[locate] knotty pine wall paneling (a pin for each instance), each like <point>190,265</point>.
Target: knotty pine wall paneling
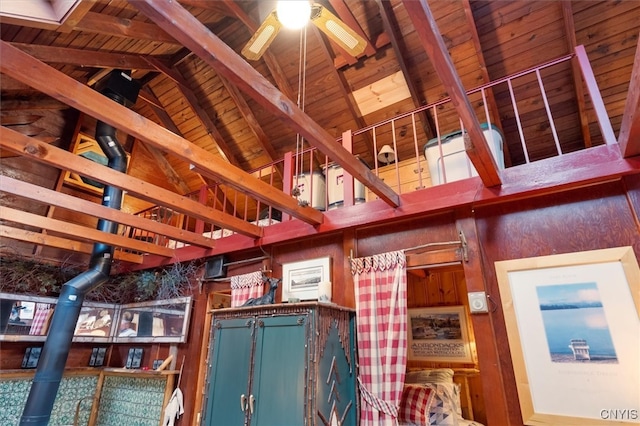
<point>590,218</point>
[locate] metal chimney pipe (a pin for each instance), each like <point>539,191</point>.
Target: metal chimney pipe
<point>44,388</point>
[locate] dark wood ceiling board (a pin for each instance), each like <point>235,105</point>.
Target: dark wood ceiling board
<point>83,57</point>
<point>145,166</point>
<point>215,6</point>
<point>24,34</point>
<point>590,13</point>
<point>197,107</point>
<point>613,72</point>
<point>492,16</point>
<point>122,27</point>
<point>143,190</point>
<point>372,70</point>
<point>354,120</point>
<point>61,243</point>
<point>598,36</point>
<point>269,59</point>
<point>251,120</point>
<point>418,96</point>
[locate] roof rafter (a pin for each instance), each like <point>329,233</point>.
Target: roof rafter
<point>101,23</point>
<point>387,15</point>
<point>47,196</point>
<point>185,27</point>
<point>183,86</point>
<point>41,239</point>
<point>13,62</point>
<point>38,151</point>
<point>83,57</point>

----

Could you retype every record exactly, leaving the pictures out?

- ANSWER SPACE:
[locate] knotty pine wall paneling (a pin for each instance), each like <point>190,265</point>.
Target: knotty pine wall paneling
<point>590,218</point>
[locate] metal chimney pipe (a pin for each instance), each like <point>539,191</point>.
Target: metal chimney pipe
<point>44,388</point>
[locate] dark wood ceiling board (a pin for each instance), each like <point>235,105</point>.
Target: dark wood ceiling board
<point>83,57</point>
<point>145,166</point>
<point>215,6</point>
<point>24,34</point>
<point>590,13</point>
<point>197,107</point>
<point>613,72</point>
<point>492,16</point>
<point>122,27</point>
<point>143,190</point>
<point>372,70</point>
<point>354,120</point>
<point>61,243</point>
<point>598,36</point>
<point>269,59</point>
<point>251,120</point>
<point>418,96</point>
[locate] roof rafter (a pin for each instance), each like <point>329,233</point>.
Target: roof rafter
<point>101,23</point>
<point>387,15</point>
<point>47,196</point>
<point>185,27</point>
<point>183,86</point>
<point>41,239</point>
<point>13,62</point>
<point>38,151</point>
<point>83,57</point>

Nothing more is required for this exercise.